ЦИТИРУЕМЫЙ ОТРЫВОК:
────────────────

Присутствие русской культуры в Литве было очень заметно. В Литву приезжал Андрей Белый (у меня об этом есть статья), там какое-то время жил Саша Черный, даже стихи о Литве писал. Конечно, в независимой Литве существовала определенная настороженность по отношению к России, и, как показали события 1940 года, настороженность оправданная, но тем не менее русская культура в Литве существовала, никак не преследовалась, занимала свое место, и русские эмигранты считали Литву одним из своих центров (менее важным, правда, чем Рига). Ситуация, вероятно, в какой-то мере повторится. Сейчас все еще существует эта настороженность (Литва имеет основания не доверять Москве и московским политикам на протяжении столетий), но, я думаю, по мере того как будет укрепляться демократия в России, как будет стабилизироваться Россия, по мере того как будет укрепляться демократия в Литве и стабилизироваться Литва, будет приближаться момент, когда отношения этих культур станут вполне нормальными. То же самое, кстати, было и в межвоенные времена. В 20-е годы к русской культуре относились очень осторожно, в 30-е — уже гораздо больше переводили, больше общались. Правда, когда произошли известные печальные события, настороженность в отношении к русской культуре возродилась, что для Литвы в советское время было отчасти даже вредно. Многие литовцы с этим не согласятся, но мне всегда казалось, что отчужденность от всего русского, которая была довольно естественной и неизбежной при советском режиме, в чем-то все-таки Литве мешала. Была ведь и неофициальная русская культура — те же Пастернак, Ахматова, Бродский, — которая могла очень много дать Литве, если бы та к ним больше приглядывалась, больше их читала и больше ими занималась. Я был одним из немногих, кто этим занимался. Все же большинство как-то внутренне от этого отталкивалось, и их можно вполне понять. Но пользы от этого, мне кажется, было мало. Теперь, при той ситуации, когда Литва, слава Богу, управляется не из Москвы, а сама по себе, эти отношения могут стать более аутентичными, в каком-то смысле даже более тесными. Дай Бог, чтобы так получилось.

────────────────

ПРИВЕДЁННЫЙ СПИСОК:
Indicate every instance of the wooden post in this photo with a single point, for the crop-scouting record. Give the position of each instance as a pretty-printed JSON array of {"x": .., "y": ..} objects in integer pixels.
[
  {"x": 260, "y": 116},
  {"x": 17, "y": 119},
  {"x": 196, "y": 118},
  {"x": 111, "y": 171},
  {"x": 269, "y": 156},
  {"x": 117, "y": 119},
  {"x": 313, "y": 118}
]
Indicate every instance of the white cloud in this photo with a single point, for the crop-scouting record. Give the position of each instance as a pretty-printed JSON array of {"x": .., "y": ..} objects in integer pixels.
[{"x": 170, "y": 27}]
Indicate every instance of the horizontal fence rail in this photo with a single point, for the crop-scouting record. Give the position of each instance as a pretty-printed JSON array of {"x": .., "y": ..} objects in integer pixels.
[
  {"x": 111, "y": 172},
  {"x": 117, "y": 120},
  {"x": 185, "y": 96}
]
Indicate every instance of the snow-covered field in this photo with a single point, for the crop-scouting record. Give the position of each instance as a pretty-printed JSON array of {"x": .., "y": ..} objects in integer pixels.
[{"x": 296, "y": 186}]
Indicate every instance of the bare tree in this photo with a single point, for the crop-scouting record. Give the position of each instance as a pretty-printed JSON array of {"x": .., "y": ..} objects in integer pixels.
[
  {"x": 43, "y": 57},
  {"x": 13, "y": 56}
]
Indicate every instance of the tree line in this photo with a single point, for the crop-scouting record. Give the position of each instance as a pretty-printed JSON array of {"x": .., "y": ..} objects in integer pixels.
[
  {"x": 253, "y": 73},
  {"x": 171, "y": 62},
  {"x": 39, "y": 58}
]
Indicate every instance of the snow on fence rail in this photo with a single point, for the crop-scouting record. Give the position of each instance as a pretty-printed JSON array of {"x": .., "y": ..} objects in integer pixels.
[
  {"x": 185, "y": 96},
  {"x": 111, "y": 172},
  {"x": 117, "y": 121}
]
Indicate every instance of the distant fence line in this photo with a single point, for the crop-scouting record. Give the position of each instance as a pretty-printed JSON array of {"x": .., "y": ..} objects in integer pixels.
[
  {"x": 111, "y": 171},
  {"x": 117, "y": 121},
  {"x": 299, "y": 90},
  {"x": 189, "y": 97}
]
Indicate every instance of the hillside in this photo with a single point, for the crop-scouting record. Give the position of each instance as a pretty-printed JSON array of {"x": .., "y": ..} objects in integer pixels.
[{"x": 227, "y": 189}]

────────────────

ЗАДАНИЕ 1:
Определите, согласуются ли с отрывком о русской культуре в Литве утверждения (а), (б) и (в). На каждое ответьте «да» или «нет» и приведите точную цитату, которая это решает.
(а) Саша Черный какое-то время жил в Литве и писал о ней стихи.
(б) Для русских эмигрантов Литва была более важным центром, чем Рига.
(в) В 20-е годы к русской культуре относились очень осторожно.
ЗАДАНИЕ 2: Покажите все строки списка, в которых встречается строка «tree».

ИТОГОВЫЙ ОТВЕТ 1:
(а) Да: «там какое-то время жил Саша Черный, даже стихи о Литве писал».
(б) Нет: «(менее важным, правда, чем Рига)».
(в) Да: «В 20-е годы к русской культуре относились очень осторожно».

ИТОГОВЫЙ ОТВЕТ 2:
Indicate every instance of the bare tree in this photo with a single point, for the crop-scouting record. Give the position of each instance as a pretty-printed JSON array of {"x": .., "y": ..} objects in integer pixels.
Indicate every instance of the tree line in this photo with a single point, for the crop-scouting record. Give the position of each instance as a pretty-printed JSON array of {"x": .., "y": ..} objects in integer pixels.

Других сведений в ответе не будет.